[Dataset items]
+++++

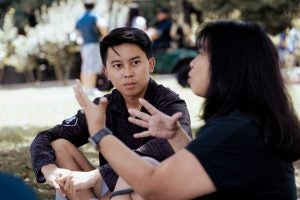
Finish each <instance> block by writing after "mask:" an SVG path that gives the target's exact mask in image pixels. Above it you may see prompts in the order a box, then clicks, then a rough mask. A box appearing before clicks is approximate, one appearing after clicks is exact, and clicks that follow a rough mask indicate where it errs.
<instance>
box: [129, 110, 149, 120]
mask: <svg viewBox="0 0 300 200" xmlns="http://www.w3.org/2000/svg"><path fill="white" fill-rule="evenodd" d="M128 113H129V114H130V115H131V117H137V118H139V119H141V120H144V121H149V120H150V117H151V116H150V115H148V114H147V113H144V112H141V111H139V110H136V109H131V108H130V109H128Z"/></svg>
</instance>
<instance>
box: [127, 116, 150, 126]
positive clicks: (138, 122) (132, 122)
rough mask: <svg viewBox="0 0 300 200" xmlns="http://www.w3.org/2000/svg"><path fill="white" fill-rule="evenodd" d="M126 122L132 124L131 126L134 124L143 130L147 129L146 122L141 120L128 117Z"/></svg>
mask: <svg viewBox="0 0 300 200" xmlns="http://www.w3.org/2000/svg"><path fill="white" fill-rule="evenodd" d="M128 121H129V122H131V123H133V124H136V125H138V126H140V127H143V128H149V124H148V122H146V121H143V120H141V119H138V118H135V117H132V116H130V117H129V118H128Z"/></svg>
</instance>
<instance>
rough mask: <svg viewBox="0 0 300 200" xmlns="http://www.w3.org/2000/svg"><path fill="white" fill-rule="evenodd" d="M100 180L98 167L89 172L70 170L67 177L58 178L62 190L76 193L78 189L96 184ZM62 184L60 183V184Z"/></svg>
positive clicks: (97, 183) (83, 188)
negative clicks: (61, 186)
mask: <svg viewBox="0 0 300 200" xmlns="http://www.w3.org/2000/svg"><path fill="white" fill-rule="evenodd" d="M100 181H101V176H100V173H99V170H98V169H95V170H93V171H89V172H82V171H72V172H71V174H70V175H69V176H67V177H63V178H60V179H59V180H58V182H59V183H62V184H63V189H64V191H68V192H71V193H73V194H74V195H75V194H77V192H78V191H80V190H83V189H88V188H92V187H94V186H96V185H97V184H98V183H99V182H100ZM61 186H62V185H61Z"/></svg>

+++++

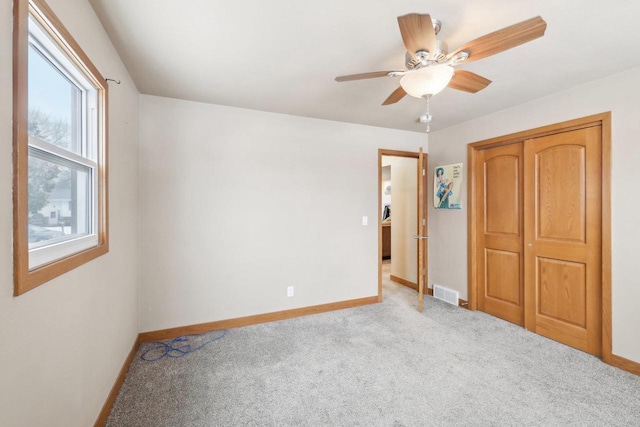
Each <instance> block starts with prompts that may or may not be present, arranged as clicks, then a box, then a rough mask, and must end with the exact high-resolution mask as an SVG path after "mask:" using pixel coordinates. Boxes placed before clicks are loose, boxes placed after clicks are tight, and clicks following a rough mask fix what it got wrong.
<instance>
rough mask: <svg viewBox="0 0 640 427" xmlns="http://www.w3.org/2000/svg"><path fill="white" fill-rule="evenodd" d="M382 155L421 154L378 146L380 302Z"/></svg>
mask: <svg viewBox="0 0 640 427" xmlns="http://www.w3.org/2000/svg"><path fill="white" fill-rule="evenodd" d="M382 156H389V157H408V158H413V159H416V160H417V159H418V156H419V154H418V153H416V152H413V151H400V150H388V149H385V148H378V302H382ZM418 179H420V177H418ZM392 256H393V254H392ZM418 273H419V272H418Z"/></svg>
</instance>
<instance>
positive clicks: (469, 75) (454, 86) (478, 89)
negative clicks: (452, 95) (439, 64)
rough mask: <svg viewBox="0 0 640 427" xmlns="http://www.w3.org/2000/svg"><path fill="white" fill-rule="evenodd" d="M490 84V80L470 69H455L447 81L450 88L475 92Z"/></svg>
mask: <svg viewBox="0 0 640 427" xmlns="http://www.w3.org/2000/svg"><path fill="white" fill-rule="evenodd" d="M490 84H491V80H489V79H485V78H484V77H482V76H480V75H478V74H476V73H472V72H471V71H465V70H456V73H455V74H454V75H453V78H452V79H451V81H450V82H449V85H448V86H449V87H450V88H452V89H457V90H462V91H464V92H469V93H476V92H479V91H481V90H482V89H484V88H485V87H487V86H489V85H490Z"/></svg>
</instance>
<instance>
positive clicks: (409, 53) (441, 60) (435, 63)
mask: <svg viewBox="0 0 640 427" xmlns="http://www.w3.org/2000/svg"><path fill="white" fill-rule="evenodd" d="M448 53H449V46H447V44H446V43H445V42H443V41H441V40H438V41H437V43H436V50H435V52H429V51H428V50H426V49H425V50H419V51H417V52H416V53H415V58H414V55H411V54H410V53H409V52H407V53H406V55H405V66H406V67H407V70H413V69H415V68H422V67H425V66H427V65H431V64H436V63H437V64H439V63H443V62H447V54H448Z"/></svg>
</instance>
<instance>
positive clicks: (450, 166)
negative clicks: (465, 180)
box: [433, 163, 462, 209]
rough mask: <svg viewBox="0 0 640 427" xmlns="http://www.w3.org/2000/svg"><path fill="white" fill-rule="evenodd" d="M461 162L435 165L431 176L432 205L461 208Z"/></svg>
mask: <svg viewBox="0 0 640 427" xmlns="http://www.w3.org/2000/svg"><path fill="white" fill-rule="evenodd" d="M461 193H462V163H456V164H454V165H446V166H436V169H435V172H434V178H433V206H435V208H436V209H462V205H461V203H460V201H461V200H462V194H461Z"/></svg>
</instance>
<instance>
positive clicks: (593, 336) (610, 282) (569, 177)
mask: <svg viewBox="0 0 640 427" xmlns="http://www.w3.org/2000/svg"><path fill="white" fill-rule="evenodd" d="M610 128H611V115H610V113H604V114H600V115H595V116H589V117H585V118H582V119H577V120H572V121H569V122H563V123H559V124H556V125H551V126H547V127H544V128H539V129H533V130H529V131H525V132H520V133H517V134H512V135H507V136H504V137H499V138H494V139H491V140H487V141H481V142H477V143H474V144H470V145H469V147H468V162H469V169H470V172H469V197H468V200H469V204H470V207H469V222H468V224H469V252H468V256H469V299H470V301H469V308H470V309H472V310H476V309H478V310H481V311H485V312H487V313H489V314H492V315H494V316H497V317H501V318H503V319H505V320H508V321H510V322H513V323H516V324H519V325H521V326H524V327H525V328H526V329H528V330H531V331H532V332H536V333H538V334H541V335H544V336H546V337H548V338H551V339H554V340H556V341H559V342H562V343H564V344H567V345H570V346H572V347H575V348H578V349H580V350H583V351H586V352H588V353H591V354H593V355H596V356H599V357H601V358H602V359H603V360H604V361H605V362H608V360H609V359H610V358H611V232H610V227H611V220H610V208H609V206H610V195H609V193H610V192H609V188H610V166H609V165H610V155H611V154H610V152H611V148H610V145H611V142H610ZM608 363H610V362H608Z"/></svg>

+++++

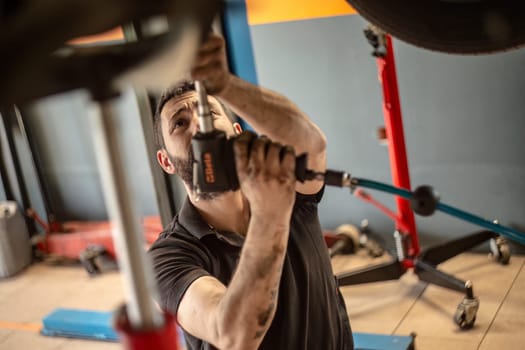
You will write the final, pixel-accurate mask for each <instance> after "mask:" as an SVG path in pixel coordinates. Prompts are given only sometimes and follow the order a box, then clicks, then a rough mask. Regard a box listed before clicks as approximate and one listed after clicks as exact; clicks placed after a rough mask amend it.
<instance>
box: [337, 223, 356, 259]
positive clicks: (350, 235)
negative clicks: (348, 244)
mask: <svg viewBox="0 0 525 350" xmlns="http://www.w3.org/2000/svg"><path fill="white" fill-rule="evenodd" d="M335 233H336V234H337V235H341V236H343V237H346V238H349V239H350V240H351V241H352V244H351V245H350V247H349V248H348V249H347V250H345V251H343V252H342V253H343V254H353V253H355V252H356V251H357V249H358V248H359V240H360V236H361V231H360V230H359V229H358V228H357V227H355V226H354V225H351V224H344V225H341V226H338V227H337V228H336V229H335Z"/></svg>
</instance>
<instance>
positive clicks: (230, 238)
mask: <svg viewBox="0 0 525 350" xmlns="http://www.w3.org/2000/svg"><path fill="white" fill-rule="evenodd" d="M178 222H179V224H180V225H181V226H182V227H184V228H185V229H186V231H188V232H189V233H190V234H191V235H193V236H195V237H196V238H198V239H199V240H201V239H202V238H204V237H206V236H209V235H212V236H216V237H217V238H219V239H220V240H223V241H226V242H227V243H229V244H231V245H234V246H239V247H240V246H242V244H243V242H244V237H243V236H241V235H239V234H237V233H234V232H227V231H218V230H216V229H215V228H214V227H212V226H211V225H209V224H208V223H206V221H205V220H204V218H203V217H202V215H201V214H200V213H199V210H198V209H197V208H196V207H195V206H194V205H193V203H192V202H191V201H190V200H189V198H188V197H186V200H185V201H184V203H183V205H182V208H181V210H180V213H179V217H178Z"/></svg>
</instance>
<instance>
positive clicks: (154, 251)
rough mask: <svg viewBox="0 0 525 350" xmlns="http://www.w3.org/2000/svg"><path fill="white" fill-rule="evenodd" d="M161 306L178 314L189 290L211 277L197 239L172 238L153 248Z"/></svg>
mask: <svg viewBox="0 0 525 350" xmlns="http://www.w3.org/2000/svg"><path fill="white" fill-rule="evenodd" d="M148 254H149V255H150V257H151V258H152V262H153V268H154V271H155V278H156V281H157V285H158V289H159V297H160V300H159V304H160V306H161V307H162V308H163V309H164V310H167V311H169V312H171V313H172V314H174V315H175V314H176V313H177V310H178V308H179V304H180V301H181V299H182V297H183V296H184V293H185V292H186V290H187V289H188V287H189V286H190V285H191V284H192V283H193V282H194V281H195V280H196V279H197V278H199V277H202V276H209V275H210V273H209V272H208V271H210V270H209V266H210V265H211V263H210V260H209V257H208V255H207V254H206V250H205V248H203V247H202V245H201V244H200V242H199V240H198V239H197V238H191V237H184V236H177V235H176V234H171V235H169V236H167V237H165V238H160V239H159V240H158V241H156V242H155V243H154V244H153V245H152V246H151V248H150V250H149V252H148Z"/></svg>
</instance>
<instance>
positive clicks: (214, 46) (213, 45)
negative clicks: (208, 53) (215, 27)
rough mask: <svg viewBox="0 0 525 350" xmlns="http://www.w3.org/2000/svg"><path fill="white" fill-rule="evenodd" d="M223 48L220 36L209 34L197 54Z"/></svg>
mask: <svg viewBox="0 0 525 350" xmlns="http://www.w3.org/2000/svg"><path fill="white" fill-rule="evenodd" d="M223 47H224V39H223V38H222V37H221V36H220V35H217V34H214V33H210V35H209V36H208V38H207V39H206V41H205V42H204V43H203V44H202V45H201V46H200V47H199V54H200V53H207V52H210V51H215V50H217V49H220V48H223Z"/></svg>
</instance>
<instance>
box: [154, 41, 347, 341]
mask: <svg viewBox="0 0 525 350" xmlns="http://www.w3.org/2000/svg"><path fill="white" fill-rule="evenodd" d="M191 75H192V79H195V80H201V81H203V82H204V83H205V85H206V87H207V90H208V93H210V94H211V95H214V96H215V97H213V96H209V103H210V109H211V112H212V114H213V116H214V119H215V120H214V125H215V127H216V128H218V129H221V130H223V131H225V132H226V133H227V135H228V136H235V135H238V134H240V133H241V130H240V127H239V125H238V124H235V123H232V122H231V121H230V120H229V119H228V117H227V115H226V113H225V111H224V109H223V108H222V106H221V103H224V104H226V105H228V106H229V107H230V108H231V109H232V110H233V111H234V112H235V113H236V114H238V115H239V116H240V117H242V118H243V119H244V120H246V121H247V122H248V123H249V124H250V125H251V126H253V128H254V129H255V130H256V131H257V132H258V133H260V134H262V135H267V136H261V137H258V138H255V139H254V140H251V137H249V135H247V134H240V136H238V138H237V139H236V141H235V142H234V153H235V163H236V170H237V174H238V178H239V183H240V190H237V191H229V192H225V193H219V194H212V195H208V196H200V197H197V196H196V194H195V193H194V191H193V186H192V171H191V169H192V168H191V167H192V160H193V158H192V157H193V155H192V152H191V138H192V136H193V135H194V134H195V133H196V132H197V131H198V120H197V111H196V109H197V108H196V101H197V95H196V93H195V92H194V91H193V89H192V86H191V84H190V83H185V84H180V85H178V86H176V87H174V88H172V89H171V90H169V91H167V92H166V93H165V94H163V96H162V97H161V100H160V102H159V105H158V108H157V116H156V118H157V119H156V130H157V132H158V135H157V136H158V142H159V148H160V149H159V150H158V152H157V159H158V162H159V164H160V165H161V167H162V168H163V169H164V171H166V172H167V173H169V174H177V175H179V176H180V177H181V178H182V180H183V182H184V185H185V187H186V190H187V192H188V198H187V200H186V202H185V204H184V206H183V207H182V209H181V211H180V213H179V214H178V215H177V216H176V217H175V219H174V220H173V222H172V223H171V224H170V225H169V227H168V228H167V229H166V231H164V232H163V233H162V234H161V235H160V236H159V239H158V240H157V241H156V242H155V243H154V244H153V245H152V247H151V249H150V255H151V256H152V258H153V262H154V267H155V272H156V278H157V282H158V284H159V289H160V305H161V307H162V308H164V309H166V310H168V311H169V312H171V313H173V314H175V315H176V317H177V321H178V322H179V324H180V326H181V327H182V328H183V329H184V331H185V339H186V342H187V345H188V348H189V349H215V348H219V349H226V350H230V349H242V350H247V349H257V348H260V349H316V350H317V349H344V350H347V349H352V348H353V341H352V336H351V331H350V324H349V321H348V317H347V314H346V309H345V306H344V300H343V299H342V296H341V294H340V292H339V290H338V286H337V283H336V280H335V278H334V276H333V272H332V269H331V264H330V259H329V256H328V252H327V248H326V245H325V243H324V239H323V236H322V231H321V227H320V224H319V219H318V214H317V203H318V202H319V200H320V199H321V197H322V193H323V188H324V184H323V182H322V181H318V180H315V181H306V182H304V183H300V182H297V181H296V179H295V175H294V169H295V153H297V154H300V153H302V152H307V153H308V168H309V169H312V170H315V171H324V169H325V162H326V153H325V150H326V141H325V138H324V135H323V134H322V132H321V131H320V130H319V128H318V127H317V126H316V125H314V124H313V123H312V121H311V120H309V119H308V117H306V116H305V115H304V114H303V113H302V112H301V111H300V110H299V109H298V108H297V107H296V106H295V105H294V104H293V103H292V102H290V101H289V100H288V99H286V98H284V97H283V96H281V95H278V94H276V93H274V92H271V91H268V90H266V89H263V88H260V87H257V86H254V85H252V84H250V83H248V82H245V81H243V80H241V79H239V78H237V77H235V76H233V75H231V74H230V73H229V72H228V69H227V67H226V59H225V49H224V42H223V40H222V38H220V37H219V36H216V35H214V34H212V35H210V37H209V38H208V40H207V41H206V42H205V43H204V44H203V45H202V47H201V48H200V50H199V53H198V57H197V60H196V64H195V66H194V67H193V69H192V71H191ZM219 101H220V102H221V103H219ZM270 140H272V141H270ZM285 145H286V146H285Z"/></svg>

+++++

> **Task goal**
Copy out the data lines word for word, starting with the line that contains "You will write" and going on through the line that contains "negative clicks: (348, 244)".

> **Completed exercise**
You will write the final, pixel-accurate mask for each <instance> after "mask:" as an SVG path in pixel coordinates. Prompts are given only sometimes and follow the order a box, then clicks, then a rough mask. Regard a box listed before clicks as approximate and one listed after clicks as exact; clicks placed after a rough mask amend it.
<instance>
box: [337, 223, 356, 259]
positive clicks: (350, 235)
negative clicks: (348, 244)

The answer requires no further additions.